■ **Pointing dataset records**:

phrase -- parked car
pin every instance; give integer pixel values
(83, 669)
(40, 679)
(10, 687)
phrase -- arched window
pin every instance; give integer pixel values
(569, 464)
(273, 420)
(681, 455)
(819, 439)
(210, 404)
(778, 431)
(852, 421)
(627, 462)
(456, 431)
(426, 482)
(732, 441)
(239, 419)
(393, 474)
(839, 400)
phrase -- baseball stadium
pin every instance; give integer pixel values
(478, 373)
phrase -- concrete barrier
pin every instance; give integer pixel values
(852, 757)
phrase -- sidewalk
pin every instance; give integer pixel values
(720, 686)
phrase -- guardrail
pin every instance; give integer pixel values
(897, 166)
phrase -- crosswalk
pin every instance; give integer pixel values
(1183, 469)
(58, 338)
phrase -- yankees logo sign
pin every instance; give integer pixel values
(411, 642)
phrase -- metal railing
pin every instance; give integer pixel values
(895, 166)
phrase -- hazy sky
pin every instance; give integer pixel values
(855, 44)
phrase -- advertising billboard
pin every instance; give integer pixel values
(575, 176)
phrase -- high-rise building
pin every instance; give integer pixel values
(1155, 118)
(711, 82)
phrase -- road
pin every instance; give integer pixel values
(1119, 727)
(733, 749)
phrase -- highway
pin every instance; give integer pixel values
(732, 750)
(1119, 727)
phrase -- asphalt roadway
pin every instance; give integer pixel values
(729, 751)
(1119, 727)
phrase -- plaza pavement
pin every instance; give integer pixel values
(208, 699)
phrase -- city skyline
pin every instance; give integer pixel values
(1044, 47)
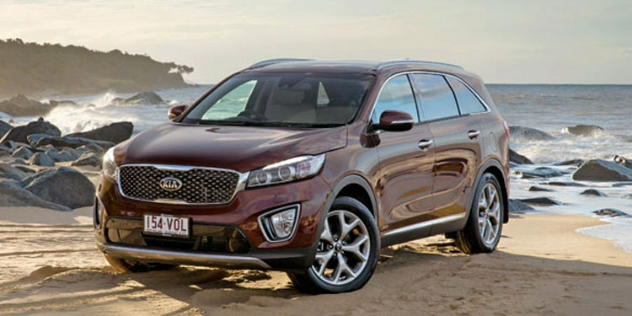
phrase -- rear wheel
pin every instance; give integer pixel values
(484, 226)
(346, 253)
(131, 266)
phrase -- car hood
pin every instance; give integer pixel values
(230, 147)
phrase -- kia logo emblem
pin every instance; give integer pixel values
(171, 184)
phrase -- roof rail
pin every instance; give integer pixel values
(417, 62)
(268, 62)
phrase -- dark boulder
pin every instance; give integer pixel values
(20, 133)
(611, 212)
(584, 130)
(4, 128)
(12, 195)
(145, 98)
(603, 171)
(529, 134)
(539, 189)
(22, 152)
(115, 132)
(22, 106)
(42, 159)
(593, 192)
(88, 159)
(516, 206)
(518, 158)
(541, 201)
(63, 186)
(74, 142)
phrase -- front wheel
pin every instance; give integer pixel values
(484, 226)
(347, 251)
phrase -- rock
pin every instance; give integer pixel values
(74, 142)
(518, 158)
(8, 169)
(22, 152)
(540, 173)
(42, 159)
(564, 184)
(62, 185)
(539, 189)
(516, 206)
(603, 171)
(20, 133)
(62, 156)
(115, 132)
(22, 106)
(573, 162)
(593, 192)
(529, 134)
(146, 98)
(541, 201)
(88, 159)
(623, 161)
(12, 195)
(4, 128)
(584, 130)
(611, 212)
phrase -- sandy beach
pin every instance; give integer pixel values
(542, 267)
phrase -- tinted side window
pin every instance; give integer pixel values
(396, 95)
(468, 102)
(437, 99)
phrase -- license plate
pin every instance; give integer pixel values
(167, 225)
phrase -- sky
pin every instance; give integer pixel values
(503, 41)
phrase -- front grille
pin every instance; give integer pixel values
(199, 185)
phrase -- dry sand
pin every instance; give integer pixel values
(542, 267)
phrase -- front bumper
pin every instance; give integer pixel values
(240, 214)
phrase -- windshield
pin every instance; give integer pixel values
(284, 99)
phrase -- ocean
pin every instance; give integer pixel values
(550, 108)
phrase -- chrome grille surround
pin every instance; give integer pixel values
(201, 185)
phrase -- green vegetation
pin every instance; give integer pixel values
(53, 69)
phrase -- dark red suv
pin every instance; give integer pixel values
(310, 167)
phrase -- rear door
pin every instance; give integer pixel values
(457, 144)
(405, 176)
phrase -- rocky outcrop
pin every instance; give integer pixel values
(62, 185)
(22, 106)
(20, 133)
(602, 171)
(115, 132)
(529, 134)
(518, 158)
(87, 159)
(12, 195)
(593, 193)
(611, 212)
(584, 130)
(42, 159)
(58, 141)
(144, 98)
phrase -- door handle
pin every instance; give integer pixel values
(424, 144)
(473, 134)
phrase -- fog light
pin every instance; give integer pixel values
(279, 225)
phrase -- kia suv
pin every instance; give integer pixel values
(309, 167)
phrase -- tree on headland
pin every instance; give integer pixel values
(32, 68)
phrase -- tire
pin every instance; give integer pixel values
(345, 258)
(485, 222)
(131, 266)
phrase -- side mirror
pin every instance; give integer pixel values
(176, 111)
(394, 121)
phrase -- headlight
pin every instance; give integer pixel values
(110, 169)
(287, 171)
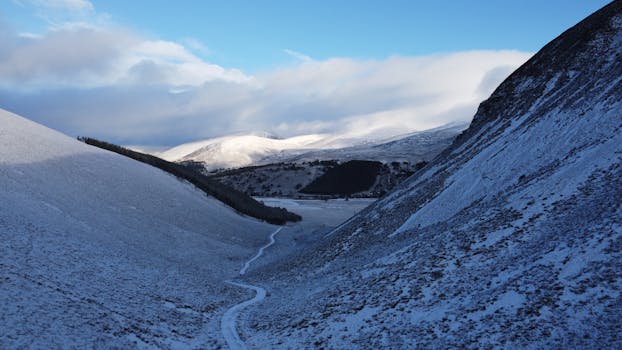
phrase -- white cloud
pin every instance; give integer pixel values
(67, 5)
(110, 82)
(297, 55)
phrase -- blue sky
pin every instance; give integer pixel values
(283, 66)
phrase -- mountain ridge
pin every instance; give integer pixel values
(510, 237)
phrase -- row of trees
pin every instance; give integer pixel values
(237, 200)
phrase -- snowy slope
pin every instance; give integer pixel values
(97, 250)
(239, 150)
(412, 148)
(511, 238)
(244, 150)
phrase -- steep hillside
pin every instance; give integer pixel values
(289, 171)
(251, 150)
(97, 250)
(238, 150)
(511, 238)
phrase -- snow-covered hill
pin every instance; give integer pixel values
(100, 251)
(244, 150)
(238, 150)
(511, 238)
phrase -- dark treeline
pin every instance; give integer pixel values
(345, 179)
(237, 200)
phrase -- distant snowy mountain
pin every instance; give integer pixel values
(100, 251)
(237, 151)
(244, 150)
(511, 238)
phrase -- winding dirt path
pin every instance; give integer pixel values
(228, 323)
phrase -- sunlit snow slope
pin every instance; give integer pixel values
(511, 238)
(97, 250)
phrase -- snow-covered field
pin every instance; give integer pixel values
(99, 250)
(244, 150)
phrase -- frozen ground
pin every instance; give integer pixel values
(511, 238)
(99, 251)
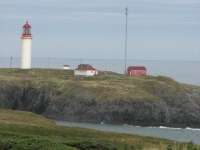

■ **Task requirements**:
Render every line of the material above as a numbered list, leaving out blank lines and the pictures.

■ **Response**:
1. phrase -- parked car
2. pin every instance; give integer pixel values
3. (83, 669)
4. (40, 679)
5. (10, 687)
6. phrase -- arched window
7. pin every instance; give integer pixel values
8. (569, 464)
9. (273, 420)
10. (681, 455)
11. (819, 439)
12. (210, 404)
13. (778, 431)
14. (852, 421)
15. (627, 462)
16. (456, 431)
17. (426, 482)
18. (732, 441)
19. (239, 419)
20. (393, 474)
21. (839, 400)
22. phrase -- baseball stadium
23. pin every instance; give integer pixel values
24. (478, 373)
25. phrase -- concrete barrier
26. pin every instance; give integer pixel values
27. (852, 757)
28. phrase -- sidewalk
29. pin every instance; give integer pixel values
30. (720, 686)
31. phrase -- guardrail
32. pin every instance; give integer pixel values
33. (897, 166)
34. phrase -- crosswalk
35. pin every instance; give integer pixel values
36. (1183, 469)
37. (58, 338)
38. phrase -- yankees logo sign
39. pin every instance; give integer pixel values
40. (411, 642)
41. phrase -- metal railing
42. pin every instance; give integer pixel values
43. (895, 166)
44. phrase -- hazy sky
45. pin every instance; give integer pixel values
46. (855, 44)
47. phrase -- advertising billboard
48. pin every instance; give integer pixel values
49. (575, 176)
50. phrase -- high-rise building
51. pin every instance; give integer pixel values
52. (1155, 118)
53. (711, 82)
54. phrase -- road
55. pin every instance; give integer pixel values
56. (1119, 727)
57. (733, 749)
58. phrase -- highway
59. pin every instance; give integer pixel values
60. (732, 750)
61. (1119, 727)
62. phrase -- asphalt roadway
63. pin every instance; give integer pixel values
64. (729, 751)
65. (1119, 727)
66. phrase -- plaza pavement
67. pin every instance; give integer pixel values
68. (208, 699)
69. phrase -- city skyline
70. pin every instance; give integer pixel values
71. (1044, 47)
72. phrase -- rear wheel
73. pin every instance; give integer pixel values
74. (484, 226)
75. (346, 253)
76. (131, 266)
77. phrase -- car hood
78. pin every instance; give integer pixel values
79. (230, 147)
80. phrase -- kia logo emblem
81. pin every instance; give integer pixel values
82. (171, 184)
83. phrase -- roof rail
84. pin every instance; give integer pixel values
85. (417, 62)
86. (268, 62)
87. phrase -- dark boulder
88. pin every instance; give integer pixel values
89. (20, 133)
90. (611, 212)
91. (584, 130)
92. (4, 128)
93. (12, 195)
94. (145, 98)
95. (603, 171)
96. (529, 134)
97. (539, 189)
98. (22, 152)
99. (115, 132)
100. (22, 106)
101. (42, 159)
102. (593, 192)
103. (88, 159)
104. (516, 206)
105. (518, 158)
106. (541, 201)
107. (63, 186)
108. (74, 142)
109. phrase -- front wheel
110. pin every instance; give integer pixel values
111. (484, 226)
112. (347, 251)
113. phrase -- rock
114. pin every instance; give integer pixel values
115. (74, 142)
116. (518, 158)
117. (8, 169)
118. (22, 152)
119. (540, 173)
120. (42, 159)
121. (564, 184)
122. (62, 185)
123. (539, 189)
124. (516, 206)
125. (603, 171)
126. (20, 133)
127. (62, 156)
128. (115, 132)
129. (22, 106)
130. (573, 162)
131. (593, 192)
132. (529, 134)
133. (146, 98)
134. (541, 201)
135. (88, 159)
136. (623, 161)
137. (12, 195)
138. (4, 128)
139. (584, 130)
140. (611, 212)
141. phrase -- sandy beach
142. pin every instance; give integer pixel values
143. (542, 267)
144. phrase -- tinted side window
145. pin every instance; give integer pixel values
146. (396, 95)
147. (468, 102)
148. (437, 99)
149. phrase -- license plate
150. pin every instance; give integer pixel values
151. (167, 225)
152. phrase -- sky
153. pin every instance; give integer pixel values
154. (503, 41)
155. phrase -- front grille
156. pin every instance; give integer pixel values
157. (199, 185)
158. phrase -- dry sand
159. pin every instance; give integer pixel values
160. (542, 267)
161. phrase -- front bumper
162. pin every instance; give integer pixel values
163. (240, 214)
164. phrase -- windshield
165. pin every instance; give integer pixel values
166. (284, 99)
167. phrase -- ocean
168. pin every instance; give integer pixel values
169. (550, 108)
170. phrase -- chrome grille surround
171. pin every instance; give integer pixel values
172. (201, 185)
173. phrase -- green vegetation
174. pin every instance; give integer pixel values
175. (53, 69)
176. phrase -- dark red suv
177. pin every instance; give integer pixel values
178. (310, 167)
179. phrase -- rear door
180. pin every instance; give integer pixel values
181. (457, 144)
182. (405, 176)
183. phrase -- rocky outcrop
184. pin every instance; give integer pixel values
185. (62, 185)
186. (22, 106)
187. (20, 133)
188. (602, 171)
189. (115, 132)
190. (529, 134)
191. (518, 158)
192. (87, 159)
193. (12, 195)
194. (593, 193)
195. (611, 212)
196. (584, 130)
197. (42, 159)
198. (58, 141)
199. (144, 98)
200. phrase -- door handle
201. pin every instance; give integer pixel values
202. (424, 144)
203. (473, 134)
204. phrase -- fog light
205. pin every instance; give integer pixel values
206. (279, 225)
207. phrase -- kia suv
208. pin every instance; give integer pixel values
209. (309, 167)
210. phrase -- tree on headland
211. pin every instance; give integer pixel values
212. (32, 68)
213. phrase -- tire
214. pin every instance; give integer pixel values
215. (345, 258)
216. (485, 222)
217. (131, 266)
218. phrase -- side mirror
219. pin every instance; give integer pixel values
220. (176, 111)
221. (394, 121)
222. phrase -- headlight
223. pin every instance; give integer pixel values
224. (110, 169)
225. (287, 171)
226. phrase -- white cloud
227. pin every instance; give integer pixel values
228. (67, 5)
229. (110, 82)
230. (297, 55)
231. phrase -- blue sky
232. pin every instance; give integer pixel values
233. (283, 66)
234. phrase -- mountain ridge
235. pin every instance; give integer pixel values
236. (510, 237)
237. phrase -- row of trees
238. pin every instance; give integer pixel values
239. (237, 200)
240. phrase -- snowy slope
241. pin every instance; give integer pixel values
242. (97, 250)
243. (239, 150)
244. (412, 148)
245. (511, 238)
246. (244, 150)
247. phrase -- steep hillside
248. pin every instance; give integer pixel values
249. (289, 171)
250. (251, 150)
251. (97, 250)
252. (238, 150)
253. (511, 238)
254. phrase -- snow-covered hill
255. pin every instance; give integer pixel values
256. (100, 251)
257. (244, 150)
258. (238, 150)
259. (511, 238)
260. phrase -- dark treeline
261. pin every instance; give integer pixel values
262. (345, 179)
263. (237, 200)
264. phrase -- distant snowy mountain
265. pin every instance; give integer pixel values
266. (100, 251)
267. (237, 151)
268. (244, 150)
269. (511, 238)
270. phrase -- winding dirt path
271. pin every instance; give integer pixel values
272. (228, 323)
273. phrase -- sunlit snow slope
274. pin every instance; give integer pixel values
275. (511, 238)
276. (97, 250)
277. phrase -- snow-covered field
278. pin every instance; give integer pixel values
279. (99, 250)
280. (244, 150)
281. phrase -- frozen ground
282. pin every instance; give integer pixel values
283. (511, 238)
284. (99, 251)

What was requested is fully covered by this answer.